(Beginning of PROVIDED TEXT)

Friends that you can talk about your vagina with are priceless.
;-)
Well I guess sewing it shut would put an end to the bleeding...
I love your random little chicken tetrazzini head.
If you weren't nervous you wouldn't be human. Surgery is scary no matter how many times you have done it, or how confident you are in your doctors. I am always wishing good health for you. Hopefully soon you will get a bit of a break!
Sometimes it takes big events to serve as motivators to clean-up life. That's definitely true in our house and we don't have any impending surgeries (that we know of). Will you let me know the date of your surgery once you know it?
wafelenbak-thank you! I hope I am done with surgery FOREVER after this one!
Sizzle-I think everyone needs friends like this!
Heather-I guess that is what they do, they just normally call it giving you a vaginal cuff, not "sewing the end of the vagina shut". Interesting things I never thought I would know.
tara-thank you. Surgery is scary. I have had a lot recently. I am trying not to think about the bad things that could happen, but even just thinking about recovering is scary enough right now!
SoMi's Nilsa-I emailed you. I will let everyone know when the surgery is as soon as I know. I am hoping today I will know, but if she can't get the other doctor's schedule, then it would be Monday before I would know.
I think that anyone would be nervous. I hope everything works out in the end (a really bad pun, I know). But yes, having someone you can talk about these things with is wonderful.
Oh my gosh! I am still laughing at the last paragraph. I am so happy you have a friend you can be real with like that. :)

(End of PROVIDED TEXT)
(Beginning of DATA FOR REVIEW)

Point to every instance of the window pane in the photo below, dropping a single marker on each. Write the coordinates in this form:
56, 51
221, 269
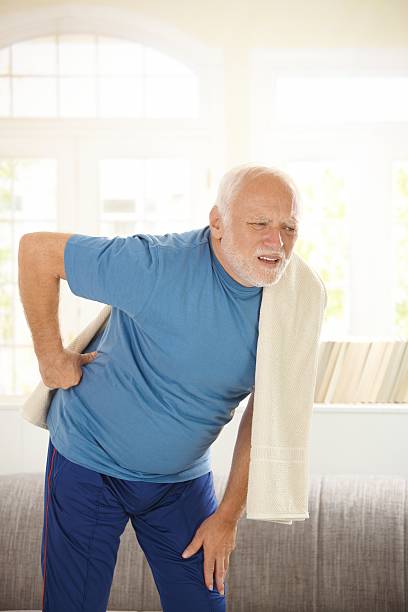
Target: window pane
34, 97
6, 361
120, 97
77, 54
6, 263
28, 188
400, 241
323, 238
36, 56
5, 97
77, 97
121, 189
117, 56
171, 97
124, 79
339, 99
158, 64
168, 188
5, 60
6, 315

(End of DATA FOR REVIEW)

_TASK BRIEF_:
Continue the comment thread about the upcoming surgery from where it stops.

_FINAL ANSWER_:
oy vay - thanks for the LOLs with the "talk soup" clips. watching shows like that are a guilty pleasure that i'd love to rip on, but i find myself transfixed when i happen by them.
i remember hearing "va-jay-jay" somewhere else ... was probably "South Park" or something. so many nicknames ... "vajingle" was another that amused me.
hope the gyn-onc assistance doesn't freak ya too much. based on what you've indicated has transpired with you and your doc, it doesn't sound like much of a risk of being cancer. doing repeat operations (anywhere, not just pelvis) can just be a inexplicably more difficult - so it's good to have another set of experienced hands around. glad your doc is being proactive about that. but still - DON'T FREAK! "can" be more complicated doesn't mean it will be - sometimes scarring is very minimal, or does not interfere with the procedure. regardless, you've got a conscientious doc and another experience surgeon assisting - i think you'll be in good hands.
surgery is scary. I have so much positivity about this surgery for you, though, I think it will solve the problem you've been having. I really do. Easy for me to be optimistic, I know, but I just wanted to send you some good vibes today. I had our iced coffee this morning and thought of you.